SELECTED EXCERPT:

UAW criticizes plans to restart production

Ford and Fiat Chrysler drew heated language from the United Auto Workers by issuing plans to restart production at U.S. plants as the union confirmed two more of its members have died.

After halting North American output last week as the coronavirus spread across the United States, the carmakers said Thursday they will keep their factories shut until at least April 14. Ford announced several key facilities it plans to reopen on that date, while Fiat Chrysler said its decisions will depend on states’ stay-at-home orders and plant readiness.

“We are reviewing with great concern and caution today’s announcement,” the UAW said within 40 minutes of Ford releasing its statement. Rory Gamble, the union’s president, added later: “The only guideline in a boardroom should be management asking themselves, ‘Would I send my family — my own son or daughter — into that plant and be 100 percent certain they are safe?’”

Tension between the UAW and carmakers is likely to remain high as Ford, Fiat Chrysler and General Motors seek to get assembly lines running again. Two union members who worked at separate Fiat Chrysler plants in Michigan died after contracting covid-19, a union spokesman confirmed Thursday, after two others in Michigan and Indiana died last week.

The two Fiat Chrysler employees who died this week worked at two facilities north of Detroit: its truck factory in Warren and a transport operation in Sterling Heights. The two who died last week were on staff at the Sterling Heights pickup assembly plant and a facility in Kokomo, Ind.

GM doesn’t have firm return-to-work dates at this time, a spokesman said.

Ford said it will put in place additional safety measures to protect returning workers as it brings factories back online. The company has had employees at plants in Wayne, Mich., and Louisville test positive for the virus.

ENTRIES SUPPLIED:

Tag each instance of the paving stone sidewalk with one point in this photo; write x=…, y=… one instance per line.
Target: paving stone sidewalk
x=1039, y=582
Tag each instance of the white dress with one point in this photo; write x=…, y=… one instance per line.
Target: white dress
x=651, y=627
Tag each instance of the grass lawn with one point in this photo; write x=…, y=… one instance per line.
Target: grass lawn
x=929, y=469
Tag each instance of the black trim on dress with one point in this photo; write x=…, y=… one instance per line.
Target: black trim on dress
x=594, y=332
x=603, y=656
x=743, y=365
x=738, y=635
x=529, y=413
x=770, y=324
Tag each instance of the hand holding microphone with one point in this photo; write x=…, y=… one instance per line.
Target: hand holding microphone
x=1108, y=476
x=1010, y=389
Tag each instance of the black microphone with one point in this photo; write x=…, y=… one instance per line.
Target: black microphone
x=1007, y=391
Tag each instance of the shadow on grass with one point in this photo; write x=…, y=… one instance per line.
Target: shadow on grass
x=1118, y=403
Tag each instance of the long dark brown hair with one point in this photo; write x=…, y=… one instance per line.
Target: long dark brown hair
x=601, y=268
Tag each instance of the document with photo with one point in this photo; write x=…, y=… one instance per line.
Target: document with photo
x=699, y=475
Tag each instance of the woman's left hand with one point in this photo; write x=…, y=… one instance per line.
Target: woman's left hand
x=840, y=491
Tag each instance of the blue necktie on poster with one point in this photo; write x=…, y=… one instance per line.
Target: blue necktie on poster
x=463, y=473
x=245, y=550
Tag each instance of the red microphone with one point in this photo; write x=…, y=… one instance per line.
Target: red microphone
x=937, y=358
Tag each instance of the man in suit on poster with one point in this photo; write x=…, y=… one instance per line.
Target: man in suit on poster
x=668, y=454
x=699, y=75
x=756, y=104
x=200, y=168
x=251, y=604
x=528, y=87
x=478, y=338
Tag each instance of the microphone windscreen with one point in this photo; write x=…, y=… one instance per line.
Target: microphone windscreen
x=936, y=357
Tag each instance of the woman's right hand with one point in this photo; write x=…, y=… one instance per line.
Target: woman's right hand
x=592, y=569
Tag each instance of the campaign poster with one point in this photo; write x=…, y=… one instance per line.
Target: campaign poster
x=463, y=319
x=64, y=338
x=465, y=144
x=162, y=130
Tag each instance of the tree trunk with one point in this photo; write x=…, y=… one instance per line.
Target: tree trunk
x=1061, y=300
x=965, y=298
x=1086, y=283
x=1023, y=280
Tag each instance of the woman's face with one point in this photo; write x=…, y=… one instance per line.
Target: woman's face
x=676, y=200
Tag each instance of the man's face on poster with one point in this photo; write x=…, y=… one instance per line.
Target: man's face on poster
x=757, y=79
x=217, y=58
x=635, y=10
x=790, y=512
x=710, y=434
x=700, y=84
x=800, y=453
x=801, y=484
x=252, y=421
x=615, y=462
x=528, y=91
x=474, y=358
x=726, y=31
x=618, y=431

WHAT TO DO:
1 – According to the article on the UAW, until what date will the carmakers keep their factories shut at the least?
2 – Please turn the paragraph in the article on the UAW that begins "The two Fiat Chrysler employees who died this week" into a short list, keeping its main facts.
The rows have nothing to do with the article on the UAW.

YOUR RESPONSES:
1 – At least April 14.

2 –
- Died this week: one worker at Fiat Chrysler's truck factory in Warren and one at a transport operation in Sterling Heights, both north of Detroit.
- Died last week: one worker at the Sterling Heights pickup assembly plant and one at a facility in Kokomo, Ind.